▶ Instruction
Please restate the material starting with the line that contains "For every <instance>" and going on through the line that contains "box: [113, 117, 167, 240]", replacing "rough mask" with "coarse mask" and leaving everything else unchanged. Return only those lines.

▶ Records supplied
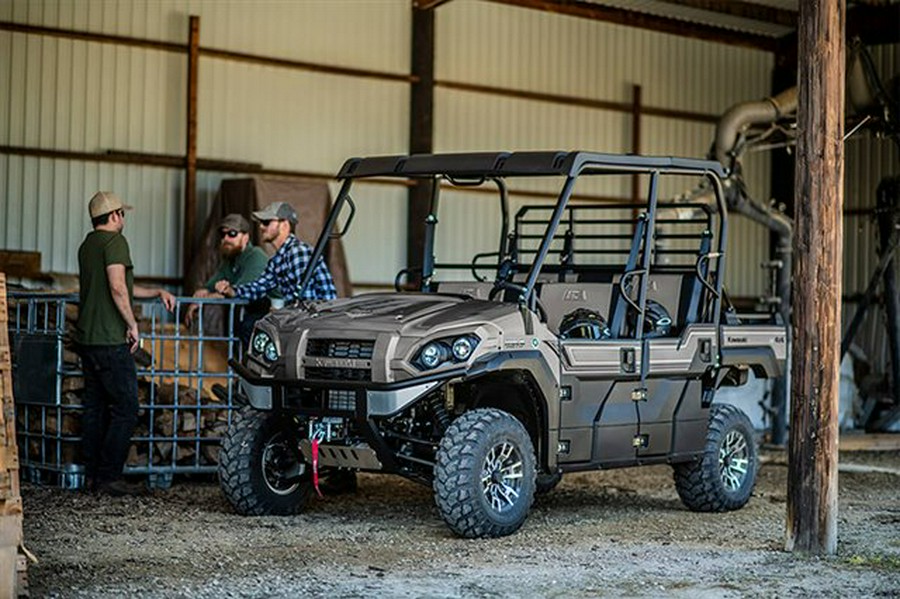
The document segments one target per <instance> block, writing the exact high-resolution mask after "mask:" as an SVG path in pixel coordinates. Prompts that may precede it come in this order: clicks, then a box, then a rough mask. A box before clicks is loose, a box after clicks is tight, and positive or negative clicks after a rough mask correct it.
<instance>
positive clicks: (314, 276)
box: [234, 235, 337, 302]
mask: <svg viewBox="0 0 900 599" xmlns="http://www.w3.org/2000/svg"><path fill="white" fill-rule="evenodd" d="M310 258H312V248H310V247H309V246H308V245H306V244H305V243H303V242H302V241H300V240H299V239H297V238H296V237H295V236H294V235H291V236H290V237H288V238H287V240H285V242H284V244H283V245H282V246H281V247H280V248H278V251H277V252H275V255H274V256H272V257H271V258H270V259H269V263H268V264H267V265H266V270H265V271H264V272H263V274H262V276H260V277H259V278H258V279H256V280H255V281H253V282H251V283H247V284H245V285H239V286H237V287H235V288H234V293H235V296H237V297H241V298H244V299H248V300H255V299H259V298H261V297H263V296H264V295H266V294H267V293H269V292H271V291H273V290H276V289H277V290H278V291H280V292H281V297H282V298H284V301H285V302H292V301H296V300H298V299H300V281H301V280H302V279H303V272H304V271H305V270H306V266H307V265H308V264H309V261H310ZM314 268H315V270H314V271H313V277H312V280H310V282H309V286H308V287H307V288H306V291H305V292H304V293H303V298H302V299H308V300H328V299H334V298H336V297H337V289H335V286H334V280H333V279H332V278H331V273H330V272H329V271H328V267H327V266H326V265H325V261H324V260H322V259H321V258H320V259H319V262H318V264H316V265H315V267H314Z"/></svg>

* * *

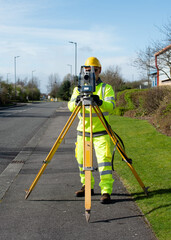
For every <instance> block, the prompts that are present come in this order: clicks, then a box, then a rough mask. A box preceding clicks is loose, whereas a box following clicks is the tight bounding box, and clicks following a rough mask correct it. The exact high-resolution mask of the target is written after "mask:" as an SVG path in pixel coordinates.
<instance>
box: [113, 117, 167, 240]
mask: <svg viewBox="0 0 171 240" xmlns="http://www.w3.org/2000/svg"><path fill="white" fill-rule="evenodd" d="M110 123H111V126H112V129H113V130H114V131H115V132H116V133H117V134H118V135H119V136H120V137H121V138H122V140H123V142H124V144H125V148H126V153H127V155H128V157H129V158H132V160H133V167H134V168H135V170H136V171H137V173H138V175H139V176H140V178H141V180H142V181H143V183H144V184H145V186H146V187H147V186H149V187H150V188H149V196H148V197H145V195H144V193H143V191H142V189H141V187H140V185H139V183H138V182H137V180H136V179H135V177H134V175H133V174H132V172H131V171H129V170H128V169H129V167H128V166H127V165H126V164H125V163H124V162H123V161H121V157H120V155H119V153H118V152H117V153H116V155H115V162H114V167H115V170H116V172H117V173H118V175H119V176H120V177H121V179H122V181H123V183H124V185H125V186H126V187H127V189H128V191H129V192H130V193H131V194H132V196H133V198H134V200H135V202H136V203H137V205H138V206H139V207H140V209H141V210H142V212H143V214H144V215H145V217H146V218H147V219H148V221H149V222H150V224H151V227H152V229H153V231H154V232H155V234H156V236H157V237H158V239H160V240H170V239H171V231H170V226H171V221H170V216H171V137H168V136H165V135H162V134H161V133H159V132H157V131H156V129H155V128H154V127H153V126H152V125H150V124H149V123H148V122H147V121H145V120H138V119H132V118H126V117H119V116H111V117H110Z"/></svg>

▶ Written reply
For every <instance> block, the prompts that are present come in this order: clicks, then a box, then a coarse mask. A box preceding clicks is loose, whereas a box following clicks is the tight bounding box, and clicks following a coarse mask correct it. The exact high-resolution mask of the target is written after "mask:" as an SVG path in pixel coordinates.
<instance>
box: [113, 117, 167, 240]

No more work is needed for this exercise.